>>
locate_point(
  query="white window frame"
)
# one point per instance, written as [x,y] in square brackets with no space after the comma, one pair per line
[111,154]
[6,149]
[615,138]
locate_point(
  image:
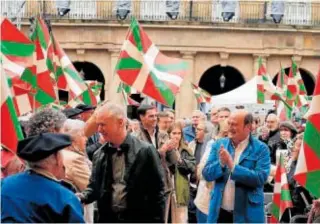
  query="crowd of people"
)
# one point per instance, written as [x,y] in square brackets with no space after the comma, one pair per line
[88,164]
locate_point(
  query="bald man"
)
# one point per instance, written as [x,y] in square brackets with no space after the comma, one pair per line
[239,165]
[127,177]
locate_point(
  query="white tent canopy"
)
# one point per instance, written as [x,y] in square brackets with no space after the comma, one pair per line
[244,94]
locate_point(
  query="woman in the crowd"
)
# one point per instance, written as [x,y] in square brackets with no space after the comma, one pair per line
[180,171]
[255,126]
[202,199]
[287,132]
[77,165]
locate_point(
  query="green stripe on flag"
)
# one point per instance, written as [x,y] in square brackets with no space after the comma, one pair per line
[128,63]
[14,118]
[59,72]
[49,65]
[16,49]
[275,211]
[265,78]
[313,183]
[41,36]
[312,138]
[136,33]
[74,75]
[172,67]
[29,77]
[86,97]
[164,90]
[285,195]
[43,98]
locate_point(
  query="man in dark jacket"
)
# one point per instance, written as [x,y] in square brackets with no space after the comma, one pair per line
[127,178]
[274,141]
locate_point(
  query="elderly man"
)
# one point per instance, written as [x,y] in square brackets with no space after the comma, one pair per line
[274,139]
[197,147]
[163,121]
[127,178]
[47,120]
[189,132]
[36,195]
[239,165]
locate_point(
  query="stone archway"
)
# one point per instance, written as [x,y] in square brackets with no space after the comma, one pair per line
[213,82]
[306,77]
[91,72]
<<
Prompt - Please count the lines in the listing above that contain the word "crowd", and reply with only that number.

Result for this exercise - 2